→ PROBLEM DETAILS: Arrange these records as a two-column CSV with the headers "text" and "answer" and one row per record. Put each field in double quotes, turn any line breaks into spaces, and leave the pictures out.
** START OF DATA RECORDS **
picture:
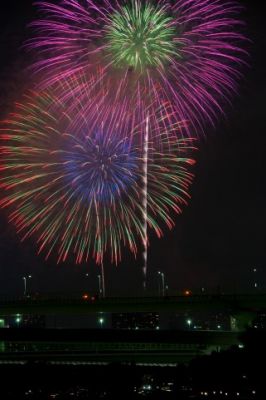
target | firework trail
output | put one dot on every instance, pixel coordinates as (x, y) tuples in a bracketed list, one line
[(72, 179), (185, 53)]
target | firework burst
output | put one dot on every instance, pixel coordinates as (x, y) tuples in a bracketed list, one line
[(184, 53), (72, 179)]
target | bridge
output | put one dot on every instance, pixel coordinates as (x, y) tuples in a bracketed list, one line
[(243, 307)]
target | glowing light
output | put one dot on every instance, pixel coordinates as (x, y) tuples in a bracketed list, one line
[(185, 53), (72, 179)]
** END OF DATA RECORDS **
→ WORKED SOLUTION:
text,answer
"picture: target | firework trail output | put one dot on every instance, pixel coordinates as (x, y) tuples in a bracketed list, one line","[(72, 179), (185, 53)]"
"target | firework burst output | put one dot on every instance, pixel coordinates as (x, y) tuples in a bracketed list, one line","[(184, 53), (72, 179)]"
"target | bridge output | put one dot on every instance, pixel coordinates as (x, y) tuples in a bracketed list, one line","[(243, 307)]"
"target | glowing light output | put one dot on every instance, pixel coordinates as (x, y) tuples in a bracketed list, one line","[(185, 53), (72, 179)]"